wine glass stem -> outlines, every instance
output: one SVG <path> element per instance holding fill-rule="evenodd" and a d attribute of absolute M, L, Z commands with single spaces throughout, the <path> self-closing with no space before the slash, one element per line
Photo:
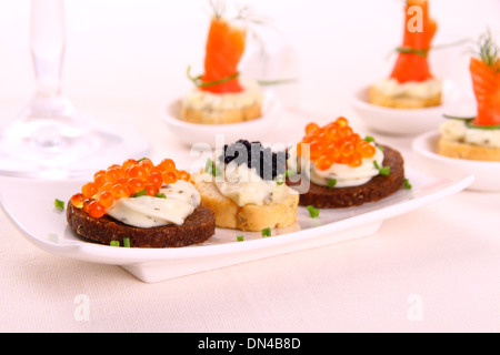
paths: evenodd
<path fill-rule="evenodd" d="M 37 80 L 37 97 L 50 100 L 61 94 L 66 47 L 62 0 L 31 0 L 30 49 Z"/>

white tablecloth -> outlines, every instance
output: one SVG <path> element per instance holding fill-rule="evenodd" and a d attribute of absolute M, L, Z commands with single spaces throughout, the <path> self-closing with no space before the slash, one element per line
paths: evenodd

..........

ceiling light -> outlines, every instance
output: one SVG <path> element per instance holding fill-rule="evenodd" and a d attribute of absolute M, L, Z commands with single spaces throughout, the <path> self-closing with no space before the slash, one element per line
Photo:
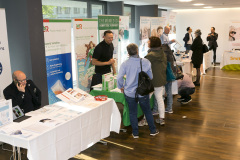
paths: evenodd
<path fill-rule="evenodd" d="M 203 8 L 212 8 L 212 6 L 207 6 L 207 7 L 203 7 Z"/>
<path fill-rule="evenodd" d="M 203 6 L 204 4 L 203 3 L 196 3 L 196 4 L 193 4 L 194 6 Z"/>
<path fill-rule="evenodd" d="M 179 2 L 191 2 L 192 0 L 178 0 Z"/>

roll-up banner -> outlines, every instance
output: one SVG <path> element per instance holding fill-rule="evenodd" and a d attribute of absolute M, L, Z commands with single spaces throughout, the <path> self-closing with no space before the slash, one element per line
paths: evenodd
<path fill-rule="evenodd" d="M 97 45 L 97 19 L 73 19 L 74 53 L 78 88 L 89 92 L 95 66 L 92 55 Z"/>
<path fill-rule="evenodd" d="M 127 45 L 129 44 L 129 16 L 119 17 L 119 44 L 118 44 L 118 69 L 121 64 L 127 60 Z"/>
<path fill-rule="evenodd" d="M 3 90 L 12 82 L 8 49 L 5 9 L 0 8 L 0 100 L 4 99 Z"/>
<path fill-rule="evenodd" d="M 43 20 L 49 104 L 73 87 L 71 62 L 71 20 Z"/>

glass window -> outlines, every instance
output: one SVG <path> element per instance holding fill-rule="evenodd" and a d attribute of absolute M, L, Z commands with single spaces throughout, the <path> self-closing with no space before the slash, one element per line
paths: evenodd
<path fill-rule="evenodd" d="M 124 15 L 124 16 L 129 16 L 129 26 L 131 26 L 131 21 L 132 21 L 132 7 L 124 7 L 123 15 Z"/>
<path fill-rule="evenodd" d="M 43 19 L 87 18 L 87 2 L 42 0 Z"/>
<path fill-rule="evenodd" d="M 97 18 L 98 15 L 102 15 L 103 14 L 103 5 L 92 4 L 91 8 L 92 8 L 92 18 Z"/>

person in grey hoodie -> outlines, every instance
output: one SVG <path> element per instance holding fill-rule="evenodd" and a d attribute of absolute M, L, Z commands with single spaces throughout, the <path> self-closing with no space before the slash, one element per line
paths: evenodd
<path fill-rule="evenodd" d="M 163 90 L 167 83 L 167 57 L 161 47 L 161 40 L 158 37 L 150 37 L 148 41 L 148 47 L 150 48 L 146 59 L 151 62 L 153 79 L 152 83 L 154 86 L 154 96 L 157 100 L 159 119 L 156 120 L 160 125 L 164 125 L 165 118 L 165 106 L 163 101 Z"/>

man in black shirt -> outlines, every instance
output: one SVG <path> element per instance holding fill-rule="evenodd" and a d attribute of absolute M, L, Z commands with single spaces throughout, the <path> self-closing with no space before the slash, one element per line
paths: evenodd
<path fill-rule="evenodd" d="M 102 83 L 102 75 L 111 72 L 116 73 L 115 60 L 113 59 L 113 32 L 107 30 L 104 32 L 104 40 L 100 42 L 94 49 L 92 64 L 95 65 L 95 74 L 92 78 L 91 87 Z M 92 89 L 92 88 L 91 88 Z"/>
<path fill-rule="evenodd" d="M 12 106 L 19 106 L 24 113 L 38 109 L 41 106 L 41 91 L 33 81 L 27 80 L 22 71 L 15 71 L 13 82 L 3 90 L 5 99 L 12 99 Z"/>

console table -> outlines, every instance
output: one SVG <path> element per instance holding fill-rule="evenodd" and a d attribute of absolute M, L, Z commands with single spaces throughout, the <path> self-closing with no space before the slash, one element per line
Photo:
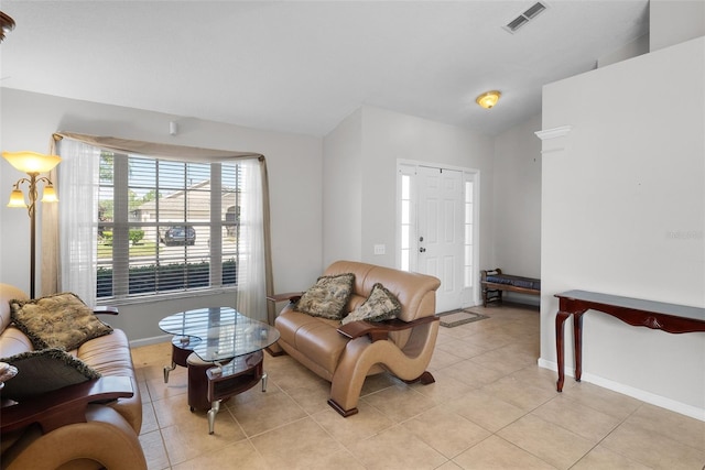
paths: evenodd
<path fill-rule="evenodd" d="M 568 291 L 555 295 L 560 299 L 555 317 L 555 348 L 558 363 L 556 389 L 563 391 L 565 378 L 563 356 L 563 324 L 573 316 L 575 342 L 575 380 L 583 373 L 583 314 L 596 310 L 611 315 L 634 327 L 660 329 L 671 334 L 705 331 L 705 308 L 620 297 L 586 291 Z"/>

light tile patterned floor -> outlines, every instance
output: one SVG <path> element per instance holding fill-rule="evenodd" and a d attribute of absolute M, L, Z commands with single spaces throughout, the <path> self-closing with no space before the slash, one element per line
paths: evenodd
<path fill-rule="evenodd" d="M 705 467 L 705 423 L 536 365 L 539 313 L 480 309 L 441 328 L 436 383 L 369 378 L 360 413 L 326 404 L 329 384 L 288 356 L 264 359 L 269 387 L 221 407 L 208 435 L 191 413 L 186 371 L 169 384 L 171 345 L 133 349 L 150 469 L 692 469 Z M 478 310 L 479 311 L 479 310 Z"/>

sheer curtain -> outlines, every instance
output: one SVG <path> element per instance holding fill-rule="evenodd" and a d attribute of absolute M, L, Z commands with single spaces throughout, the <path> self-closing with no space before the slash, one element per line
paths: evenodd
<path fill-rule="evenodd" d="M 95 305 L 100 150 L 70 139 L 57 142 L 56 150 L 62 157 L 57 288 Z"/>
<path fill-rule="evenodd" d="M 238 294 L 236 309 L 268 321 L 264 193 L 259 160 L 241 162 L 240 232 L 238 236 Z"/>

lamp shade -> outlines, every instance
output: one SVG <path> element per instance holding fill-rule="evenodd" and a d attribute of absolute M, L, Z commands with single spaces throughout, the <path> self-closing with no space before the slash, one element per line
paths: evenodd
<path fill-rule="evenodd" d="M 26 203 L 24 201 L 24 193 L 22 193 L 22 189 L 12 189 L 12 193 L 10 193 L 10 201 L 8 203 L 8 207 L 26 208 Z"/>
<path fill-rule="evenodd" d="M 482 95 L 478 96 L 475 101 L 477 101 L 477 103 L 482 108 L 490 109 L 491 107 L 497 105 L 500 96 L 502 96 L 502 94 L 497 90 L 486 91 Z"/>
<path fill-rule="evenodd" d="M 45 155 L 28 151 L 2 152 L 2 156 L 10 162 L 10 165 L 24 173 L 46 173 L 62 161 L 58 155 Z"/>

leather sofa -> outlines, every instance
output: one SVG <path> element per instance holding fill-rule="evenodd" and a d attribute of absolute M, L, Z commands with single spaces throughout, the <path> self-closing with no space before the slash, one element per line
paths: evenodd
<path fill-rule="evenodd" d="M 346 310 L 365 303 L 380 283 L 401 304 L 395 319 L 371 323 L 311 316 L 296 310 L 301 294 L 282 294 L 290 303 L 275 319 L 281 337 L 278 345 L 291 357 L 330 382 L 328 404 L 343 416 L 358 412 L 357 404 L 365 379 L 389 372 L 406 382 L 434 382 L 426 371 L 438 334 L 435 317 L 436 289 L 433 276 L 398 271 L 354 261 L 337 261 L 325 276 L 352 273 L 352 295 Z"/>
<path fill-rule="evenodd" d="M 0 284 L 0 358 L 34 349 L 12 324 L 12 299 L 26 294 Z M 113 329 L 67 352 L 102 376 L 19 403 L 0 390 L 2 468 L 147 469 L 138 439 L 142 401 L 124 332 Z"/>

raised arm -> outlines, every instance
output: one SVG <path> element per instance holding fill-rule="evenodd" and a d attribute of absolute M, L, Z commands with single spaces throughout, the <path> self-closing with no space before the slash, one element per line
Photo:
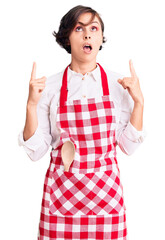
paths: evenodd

..........

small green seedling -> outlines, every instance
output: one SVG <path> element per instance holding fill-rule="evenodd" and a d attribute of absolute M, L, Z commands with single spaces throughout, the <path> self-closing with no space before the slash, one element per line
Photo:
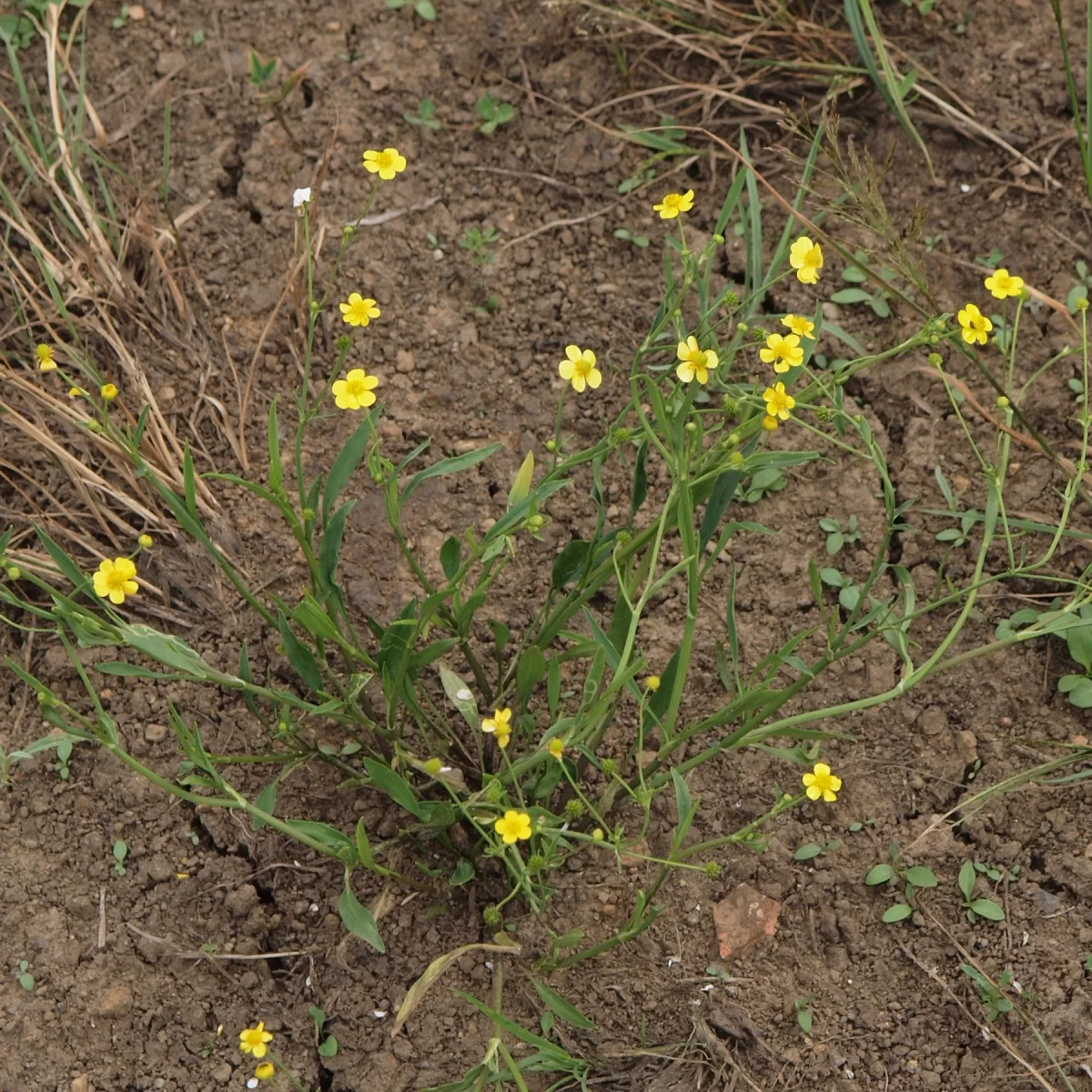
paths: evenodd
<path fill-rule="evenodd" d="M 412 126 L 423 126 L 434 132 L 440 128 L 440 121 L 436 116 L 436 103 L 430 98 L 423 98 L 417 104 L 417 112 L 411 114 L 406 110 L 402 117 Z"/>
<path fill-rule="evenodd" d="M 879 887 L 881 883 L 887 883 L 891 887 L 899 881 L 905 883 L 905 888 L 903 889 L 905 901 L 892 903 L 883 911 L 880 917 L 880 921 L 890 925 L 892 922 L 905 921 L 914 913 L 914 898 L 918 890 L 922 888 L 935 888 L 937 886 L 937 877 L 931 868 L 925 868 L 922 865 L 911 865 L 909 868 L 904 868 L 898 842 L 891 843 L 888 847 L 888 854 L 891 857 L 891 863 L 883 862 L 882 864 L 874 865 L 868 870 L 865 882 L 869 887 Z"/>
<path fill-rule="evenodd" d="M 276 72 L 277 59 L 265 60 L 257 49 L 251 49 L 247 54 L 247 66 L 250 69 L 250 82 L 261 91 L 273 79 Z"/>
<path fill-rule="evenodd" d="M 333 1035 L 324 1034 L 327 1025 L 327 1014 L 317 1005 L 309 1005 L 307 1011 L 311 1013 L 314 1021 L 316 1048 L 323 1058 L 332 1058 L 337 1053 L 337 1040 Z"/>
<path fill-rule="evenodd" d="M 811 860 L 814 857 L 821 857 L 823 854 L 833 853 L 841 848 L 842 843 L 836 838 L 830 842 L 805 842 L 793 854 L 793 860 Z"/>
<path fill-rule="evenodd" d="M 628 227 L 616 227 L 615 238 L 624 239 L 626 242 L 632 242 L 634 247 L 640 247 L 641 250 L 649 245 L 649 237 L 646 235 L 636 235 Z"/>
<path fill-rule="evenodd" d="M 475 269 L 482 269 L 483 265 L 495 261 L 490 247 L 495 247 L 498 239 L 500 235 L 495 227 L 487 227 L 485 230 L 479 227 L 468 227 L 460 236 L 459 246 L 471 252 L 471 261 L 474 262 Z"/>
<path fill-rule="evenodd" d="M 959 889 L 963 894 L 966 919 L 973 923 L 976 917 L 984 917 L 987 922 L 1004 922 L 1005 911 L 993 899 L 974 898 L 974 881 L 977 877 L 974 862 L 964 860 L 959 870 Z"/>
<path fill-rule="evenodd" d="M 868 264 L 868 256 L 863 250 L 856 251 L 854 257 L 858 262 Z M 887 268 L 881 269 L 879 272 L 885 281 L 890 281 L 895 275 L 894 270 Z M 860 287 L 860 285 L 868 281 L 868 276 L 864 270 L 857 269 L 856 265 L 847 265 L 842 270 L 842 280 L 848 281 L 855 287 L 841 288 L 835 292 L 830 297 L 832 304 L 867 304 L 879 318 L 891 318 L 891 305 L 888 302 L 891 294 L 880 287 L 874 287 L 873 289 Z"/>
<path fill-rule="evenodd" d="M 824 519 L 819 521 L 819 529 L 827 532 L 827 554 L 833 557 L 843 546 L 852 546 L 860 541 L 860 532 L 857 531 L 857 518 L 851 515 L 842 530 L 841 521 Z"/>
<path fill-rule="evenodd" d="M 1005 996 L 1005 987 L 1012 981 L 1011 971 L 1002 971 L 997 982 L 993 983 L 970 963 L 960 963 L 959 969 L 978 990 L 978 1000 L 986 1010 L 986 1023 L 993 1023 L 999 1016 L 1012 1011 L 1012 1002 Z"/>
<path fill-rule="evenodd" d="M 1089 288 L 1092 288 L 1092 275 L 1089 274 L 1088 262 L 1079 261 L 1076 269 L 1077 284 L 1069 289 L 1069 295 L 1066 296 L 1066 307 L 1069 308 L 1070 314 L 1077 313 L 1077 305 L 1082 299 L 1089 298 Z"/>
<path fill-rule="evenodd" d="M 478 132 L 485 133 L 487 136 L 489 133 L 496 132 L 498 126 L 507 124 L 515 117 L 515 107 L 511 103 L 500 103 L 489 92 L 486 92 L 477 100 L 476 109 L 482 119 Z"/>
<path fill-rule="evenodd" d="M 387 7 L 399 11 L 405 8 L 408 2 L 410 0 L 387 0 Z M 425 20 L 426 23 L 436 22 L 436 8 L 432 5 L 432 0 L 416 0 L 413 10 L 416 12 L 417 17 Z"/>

..........

◆ Task statement ◆
Reproduce the stretch of the records above from the line containing "lamp shade -> outlines, every instance" through the line containing "45 155 L 28", character for character, both end lines included.

◆ Reply ◆
lamp shade -> outlines, every instance
output: one SVG <path> element per instance holding fill-rule="evenodd" and a d attribute of absolute M, L, Z commands with single spaces throughout, the <path> self-closing with no space before the slash, one element per line
paths: evenodd
<path fill-rule="evenodd" d="M 26 203 L 24 201 L 24 193 L 22 193 L 22 189 L 12 189 L 12 193 L 10 193 L 10 201 L 8 203 L 8 207 L 26 208 Z"/>
<path fill-rule="evenodd" d="M 482 95 L 478 96 L 475 101 L 477 101 L 477 103 L 482 108 L 490 109 L 491 107 L 497 105 L 500 96 L 502 96 L 502 94 L 497 90 L 486 91 Z"/>
<path fill-rule="evenodd" d="M 45 155 L 28 151 L 2 152 L 2 156 L 10 162 L 10 165 L 24 173 L 46 173 L 62 161 L 58 155 Z"/>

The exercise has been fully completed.